» WORK INSTRUCTIONS:
1 – Answer these questions from the thread below about reading from Kafka in the Flink scala-shell:
(a) Which version of Flink does the scala-shell come with?
(b) What value is given to the "group.id" property?
(c) Which Java version is in use?
2 – Write what comes next in the thread below about reading from Kafka in the Flink scala-shell, starting right after its final sentence.

» SELECTED TEXT:
1

I'm attempting to connect to and read from Kafka (2.1) on my local machine, in the scala-shell that comes with Flink (1.7.2).

Here's what I'm doing :

:require flink-connector-kafka_2.11-1.7.1.jar
:require flink-connector-kafka-base_2.11-1.7.1.jar

import org.apache.flink.streaming.connectors.kafka.FlinkKafkaConsumer
import org.apache.flink.streaming.util.serialization.SimpleStringSchema
import org.apache.flink.streaming.connectors.kafka.FlinkKafkaConsumerBase
import java.util.Properties

val properties = new Properties()
properties.setProperty("bootstrap.servers", "localhost:9092")
properties.setProperty("group.id", "test")
var stream = senv.addSource(new FlinkKafkaConsumer[String]("topic", new SimpleStringSchema(), properties)).print()

After, the last statement I'm getting the following error :

scala> var stream = senv.addSource(new FlinkKafkaConsumer[String]("topic", new SimpleStringSchema(), properties)).print()
<console>:69: error: overloaded method value addSource with alternatives:
  [T](function: org.apache.flink.streaming.api.functions.source.SourceFunction.SourceContext[T] => Unit)(implicit evidence$10: org.apache.flink.api.common.typeinfo.TypeInformation[T])org.apache.flink.streaming.api.scala.DataStream[T] <and>
  [T](function: org.apache.flink.streaming.api.functions.source.SourceFunction[T])(implicit evidence$9: org.apache.flink.api.common.typeinfo.TypeInformation[T])org.apache.flink.streaming.api.scala.DataStream[T]
 cannot be applied to (org.apache.flink.streaming.connectors.kafka.FlinkKafkaConsumer[String])
   var stream = senv.addSource(new FlinkKafkaConsumer[String]("topic", new SimpleStringSchema(), properties)).print()

I have created the topic named "topic" and I'm able to produce and read messages from it, through another client correctly. I'm using java version 1.8.0_201 and following the instructions from https://ci.apache.org/projects/flink/flink-docs-stable/dev/connectors/kafka.html .

Any help on what could be going wrong?

div93
  • 205
  • 1
  • 3
  • 14

2 Answers2

2

Some dependencies need other dependencies, implicitly. We usually use some dependency managers like maven or sbt and when we add some dependencies into the project, the dependency manager will provide its implicit dependencies in the background.

» SUPPLIED MATERIAL:
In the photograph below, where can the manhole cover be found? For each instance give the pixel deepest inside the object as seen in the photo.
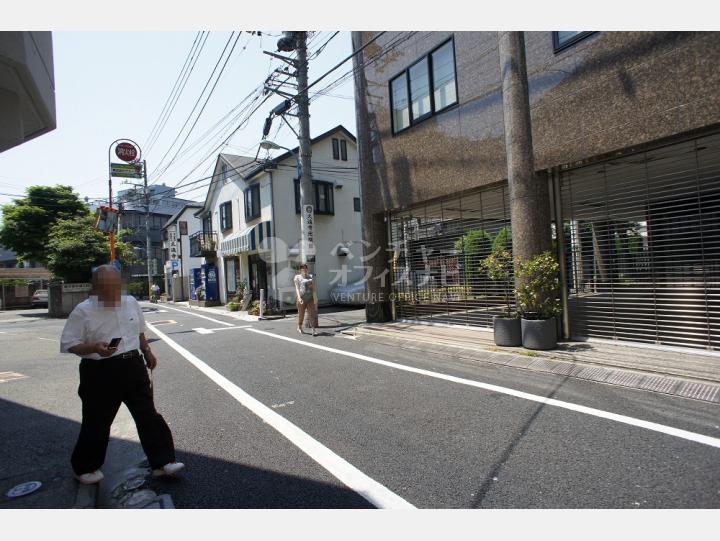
(23, 489)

» RESPONSE LIST:
1 –
(a) Flink 1.7.2
(b) test
(c) 1.8.0_201

2 –
On the other hand, when you use shells, where there is no dependency manager, you are responsible for providing your code dependencies. Using Flink Kafka connector explicitly needs the Flink Connector Kafka jar, but you should notice that Flink Connector Kafka needs some dependencies, too. You can find it's dependencies at the bottom of the page, which is in the section Compile Dependencies. So starting with this preface, I added the following jar files to the directory FLINK_HOME/lib (Flink classpath):

flink-connector-kafka-0.11_2.11-1.4.2.jar
flink-connector-kafka-0.10_2.11-1.4.2.jar    
flink-connector-kafka-0.9_2.11-1.4.2.jar   
flink-connector-kafka-base_2.11-1.4.2.jar  
flink-core-1.4.2.jar                                         
kafka_2.11-2.1.1.jar
kafka-clients-2.1.0.jar

and I could successfully consume Kafka messages using the following code in the Flink shell:

scala> import org.apache.flink.streaming.connectors.kafka.FlinkKafkaConsumer011
import org.apache.flink.streaming.connectors.kafka.FlinkKafkaConsumer011

scala> import org.apache.flink.streaming.util.serialization.SimpleStringSchema
import org.apache.flink.streaming.util.serialization.SimpleStringSchema

scala> import java.util.Properties
import java.util.Properties

scala> val properties = new Properties()
properties: java.util.Properties = {}

scala> properties.setProperty("bootstrap.servers", "localhost:9092")
res0: Object = null

scala> properties.setProperty("group.id", "test")
res1: Object = null

scala> val stream = senv.addSource(new FlinkKafkaConsumer011[String]("topic", new SimpleStringSchema(), properties)).print()
warning: there was one deprecation warning; re-run with -deprecation for details
stream: org.apache.flink.streaming.api.datastream.DataStreamSink[String] = org.apache.flink.streaming.api.datastream.DataStreamSink@71de1091

scala> senv.execute("Kafka Consumer Test")
Submitting job with JobID: 23e3bb3466d914a2747ae5fed293a076. Waiting for job completion.
Connected to JobManager at Actor[akka.tcp://flink@localhost:40093/user/jobmanager#1760995711] with leader session id 00000000-0000-0000-0000-000000000000.
03/11/2019 21:42:39 Job execution switched to status RUNNING.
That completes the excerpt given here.